-- Start Material supplied --

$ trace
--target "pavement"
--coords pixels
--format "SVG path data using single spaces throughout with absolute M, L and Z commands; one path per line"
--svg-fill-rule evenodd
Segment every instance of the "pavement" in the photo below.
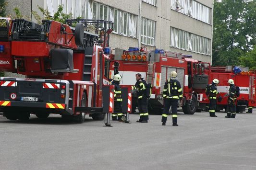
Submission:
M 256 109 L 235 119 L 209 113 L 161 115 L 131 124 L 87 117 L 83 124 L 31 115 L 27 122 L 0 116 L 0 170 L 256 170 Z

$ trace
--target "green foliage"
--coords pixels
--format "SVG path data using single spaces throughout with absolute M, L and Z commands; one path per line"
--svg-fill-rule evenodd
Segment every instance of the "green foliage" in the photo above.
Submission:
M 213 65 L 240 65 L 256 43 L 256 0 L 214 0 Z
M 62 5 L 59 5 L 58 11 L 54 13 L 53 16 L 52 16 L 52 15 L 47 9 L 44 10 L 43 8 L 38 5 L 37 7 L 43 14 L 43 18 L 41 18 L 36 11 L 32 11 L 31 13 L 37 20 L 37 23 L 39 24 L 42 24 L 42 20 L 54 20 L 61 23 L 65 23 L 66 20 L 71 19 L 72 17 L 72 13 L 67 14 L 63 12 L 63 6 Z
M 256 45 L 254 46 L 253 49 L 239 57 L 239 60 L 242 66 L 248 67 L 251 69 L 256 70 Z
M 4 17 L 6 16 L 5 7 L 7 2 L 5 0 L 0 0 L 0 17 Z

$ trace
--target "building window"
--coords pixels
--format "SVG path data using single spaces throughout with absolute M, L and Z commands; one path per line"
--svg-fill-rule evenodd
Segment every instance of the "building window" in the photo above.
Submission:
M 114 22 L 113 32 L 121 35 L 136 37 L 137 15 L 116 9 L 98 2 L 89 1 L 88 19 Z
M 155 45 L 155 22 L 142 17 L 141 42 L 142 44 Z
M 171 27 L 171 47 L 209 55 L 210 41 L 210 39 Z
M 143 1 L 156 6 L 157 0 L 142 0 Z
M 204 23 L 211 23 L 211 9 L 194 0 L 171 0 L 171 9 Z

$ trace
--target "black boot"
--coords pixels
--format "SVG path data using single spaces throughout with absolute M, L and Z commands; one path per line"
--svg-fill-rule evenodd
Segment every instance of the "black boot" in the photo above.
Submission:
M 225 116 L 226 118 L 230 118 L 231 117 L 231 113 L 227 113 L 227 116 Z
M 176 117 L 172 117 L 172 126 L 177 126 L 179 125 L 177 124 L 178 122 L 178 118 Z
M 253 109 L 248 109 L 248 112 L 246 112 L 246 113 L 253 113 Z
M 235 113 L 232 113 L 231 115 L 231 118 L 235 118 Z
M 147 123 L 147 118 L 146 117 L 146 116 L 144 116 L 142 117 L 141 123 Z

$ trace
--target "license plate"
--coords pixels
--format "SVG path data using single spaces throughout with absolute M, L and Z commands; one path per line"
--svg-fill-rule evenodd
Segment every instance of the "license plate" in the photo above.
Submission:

-- End Material supplied --

Rewrite the material as a numbered list, running from its first line through the line that contains "M 204 23 L 211", both included, and skip any blank lines. Leave the picture out of your answer.

1. $ trace
2. --target "pavement"
3. --coords pixels
4. --format "SVG path data using single spaces throughout with absolute M, L and Z commands; one path per line"
5. --svg-fill-rule evenodd
6. Segment every instance of the "pavement" in the photo below.
7. Submission:
8. M 256 109 L 235 119 L 209 113 L 161 115 L 131 124 L 87 117 L 83 124 L 31 115 L 27 122 L 0 116 L 0 170 L 256 170 Z
9. $ trace
10. --target "green foliage"
11. --coords pixels
12. --format "SVG path data using single spaces throughout with absolute M, L and Z commands; one path per line"
13. --svg-fill-rule evenodd
14. Segment every instance of the "green foliage" in the photo above.
15. Submission:
16. M 213 65 L 240 65 L 256 43 L 256 0 L 214 0 Z
17. M 62 5 L 59 5 L 58 11 L 54 13 L 53 16 L 52 16 L 52 15 L 47 9 L 44 10 L 43 8 L 38 5 L 37 7 L 43 14 L 43 18 L 41 18 L 36 11 L 32 11 L 31 13 L 37 20 L 37 23 L 39 24 L 42 24 L 42 20 L 54 20 L 61 23 L 65 23 L 66 20 L 71 19 L 72 17 L 72 13 L 67 14 L 63 12 L 63 6 Z
18. M 256 45 L 254 46 L 253 49 L 239 57 L 239 60 L 242 66 L 248 67 L 251 69 L 256 70 Z
19. M 4 17 L 6 16 L 5 7 L 7 2 L 5 0 L 0 0 L 0 17 Z
20. $ trace
21. --target "building window"
22. --coords pixels
23. --format "SVG path data using single spaces throughout with absolute M, L and Z commands; one path per line"
24. --svg-fill-rule evenodd
25. Segment every instance of the "building window" in the photo above.
26. Submission:
27. M 114 22 L 113 32 L 121 35 L 136 37 L 137 15 L 116 9 L 98 2 L 89 1 L 88 19 Z
28. M 155 45 L 155 22 L 142 17 L 141 42 L 142 44 Z
29. M 171 27 L 171 47 L 209 55 L 210 41 L 210 39 Z
30. M 143 1 L 156 6 L 157 0 L 142 0 Z
31. M 204 23 L 211 23 L 211 9 L 194 0 L 171 0 L 171 9 Z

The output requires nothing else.